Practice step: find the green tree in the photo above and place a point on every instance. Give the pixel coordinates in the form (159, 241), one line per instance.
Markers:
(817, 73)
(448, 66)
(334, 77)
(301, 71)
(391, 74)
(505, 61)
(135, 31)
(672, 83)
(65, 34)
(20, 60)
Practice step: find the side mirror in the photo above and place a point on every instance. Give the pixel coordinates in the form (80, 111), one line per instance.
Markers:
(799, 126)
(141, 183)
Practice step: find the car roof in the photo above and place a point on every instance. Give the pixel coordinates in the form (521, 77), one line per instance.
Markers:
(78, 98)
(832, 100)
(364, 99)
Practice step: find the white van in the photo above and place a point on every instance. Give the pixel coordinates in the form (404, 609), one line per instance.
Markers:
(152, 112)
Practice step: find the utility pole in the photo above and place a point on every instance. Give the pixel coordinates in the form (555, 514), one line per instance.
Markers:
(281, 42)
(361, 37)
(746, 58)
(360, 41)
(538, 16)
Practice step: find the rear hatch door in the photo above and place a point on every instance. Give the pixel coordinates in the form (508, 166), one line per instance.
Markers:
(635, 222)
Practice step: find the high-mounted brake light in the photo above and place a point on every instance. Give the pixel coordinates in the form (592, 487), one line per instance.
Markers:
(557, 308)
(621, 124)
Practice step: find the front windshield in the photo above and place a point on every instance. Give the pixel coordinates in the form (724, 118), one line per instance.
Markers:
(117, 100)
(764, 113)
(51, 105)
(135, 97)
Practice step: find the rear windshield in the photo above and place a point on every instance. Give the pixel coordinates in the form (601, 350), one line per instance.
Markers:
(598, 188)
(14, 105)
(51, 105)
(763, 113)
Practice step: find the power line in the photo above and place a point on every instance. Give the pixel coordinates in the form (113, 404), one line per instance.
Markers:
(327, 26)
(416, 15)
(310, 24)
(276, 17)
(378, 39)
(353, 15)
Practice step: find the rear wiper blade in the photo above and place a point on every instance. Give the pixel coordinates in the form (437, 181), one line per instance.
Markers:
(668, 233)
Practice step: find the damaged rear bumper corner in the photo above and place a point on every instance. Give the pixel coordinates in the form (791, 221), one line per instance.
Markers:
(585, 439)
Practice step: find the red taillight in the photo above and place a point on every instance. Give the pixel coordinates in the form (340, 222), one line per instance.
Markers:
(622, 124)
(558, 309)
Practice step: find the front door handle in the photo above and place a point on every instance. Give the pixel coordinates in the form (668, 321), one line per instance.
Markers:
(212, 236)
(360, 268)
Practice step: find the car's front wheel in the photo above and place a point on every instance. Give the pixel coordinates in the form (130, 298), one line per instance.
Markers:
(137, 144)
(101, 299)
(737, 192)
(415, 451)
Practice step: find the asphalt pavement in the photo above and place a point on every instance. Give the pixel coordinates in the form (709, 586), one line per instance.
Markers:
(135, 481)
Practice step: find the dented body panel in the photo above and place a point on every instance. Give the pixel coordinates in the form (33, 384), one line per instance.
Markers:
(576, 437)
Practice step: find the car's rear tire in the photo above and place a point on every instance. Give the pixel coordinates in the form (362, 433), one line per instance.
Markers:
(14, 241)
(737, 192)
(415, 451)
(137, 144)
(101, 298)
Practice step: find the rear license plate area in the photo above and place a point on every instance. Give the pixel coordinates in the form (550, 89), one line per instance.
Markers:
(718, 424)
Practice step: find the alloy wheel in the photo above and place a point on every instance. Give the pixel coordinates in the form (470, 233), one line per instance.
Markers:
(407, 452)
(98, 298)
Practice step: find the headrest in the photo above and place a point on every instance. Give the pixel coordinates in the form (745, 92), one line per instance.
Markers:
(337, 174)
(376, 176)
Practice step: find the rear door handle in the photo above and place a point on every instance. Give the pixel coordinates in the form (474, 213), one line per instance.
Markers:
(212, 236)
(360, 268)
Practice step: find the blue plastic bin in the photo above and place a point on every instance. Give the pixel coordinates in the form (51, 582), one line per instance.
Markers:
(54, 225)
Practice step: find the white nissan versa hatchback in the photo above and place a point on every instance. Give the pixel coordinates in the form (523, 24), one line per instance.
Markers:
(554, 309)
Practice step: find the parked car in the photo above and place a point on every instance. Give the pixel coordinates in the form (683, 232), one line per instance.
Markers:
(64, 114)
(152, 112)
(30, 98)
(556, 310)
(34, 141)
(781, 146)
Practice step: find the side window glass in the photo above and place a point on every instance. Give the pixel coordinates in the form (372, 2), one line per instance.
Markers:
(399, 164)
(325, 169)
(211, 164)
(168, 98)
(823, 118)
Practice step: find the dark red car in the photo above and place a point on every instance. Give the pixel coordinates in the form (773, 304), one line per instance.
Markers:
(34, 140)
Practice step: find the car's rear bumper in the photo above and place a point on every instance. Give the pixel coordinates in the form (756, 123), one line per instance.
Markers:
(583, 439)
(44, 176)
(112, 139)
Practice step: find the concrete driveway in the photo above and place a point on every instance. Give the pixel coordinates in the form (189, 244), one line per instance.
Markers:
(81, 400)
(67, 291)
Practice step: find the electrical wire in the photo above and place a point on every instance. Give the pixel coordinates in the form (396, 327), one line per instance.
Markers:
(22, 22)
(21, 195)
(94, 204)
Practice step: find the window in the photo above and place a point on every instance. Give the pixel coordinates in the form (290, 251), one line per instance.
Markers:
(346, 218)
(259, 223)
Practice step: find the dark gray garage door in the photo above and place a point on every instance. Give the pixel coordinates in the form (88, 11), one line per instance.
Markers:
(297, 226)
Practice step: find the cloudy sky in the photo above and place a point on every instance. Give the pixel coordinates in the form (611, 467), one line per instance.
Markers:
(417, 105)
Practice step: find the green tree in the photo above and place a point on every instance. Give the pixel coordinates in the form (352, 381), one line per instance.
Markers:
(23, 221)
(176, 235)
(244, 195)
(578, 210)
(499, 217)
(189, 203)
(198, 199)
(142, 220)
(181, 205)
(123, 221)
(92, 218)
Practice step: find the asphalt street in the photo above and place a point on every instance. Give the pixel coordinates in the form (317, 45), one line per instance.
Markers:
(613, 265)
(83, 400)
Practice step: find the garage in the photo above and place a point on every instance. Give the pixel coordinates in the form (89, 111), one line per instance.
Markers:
▬▬▬▬▬▬▬▬▬▬
■ Work request ■
State how many lines in the records above contain the word "asphalt", and give only that number.

■ Reply to the task ■
2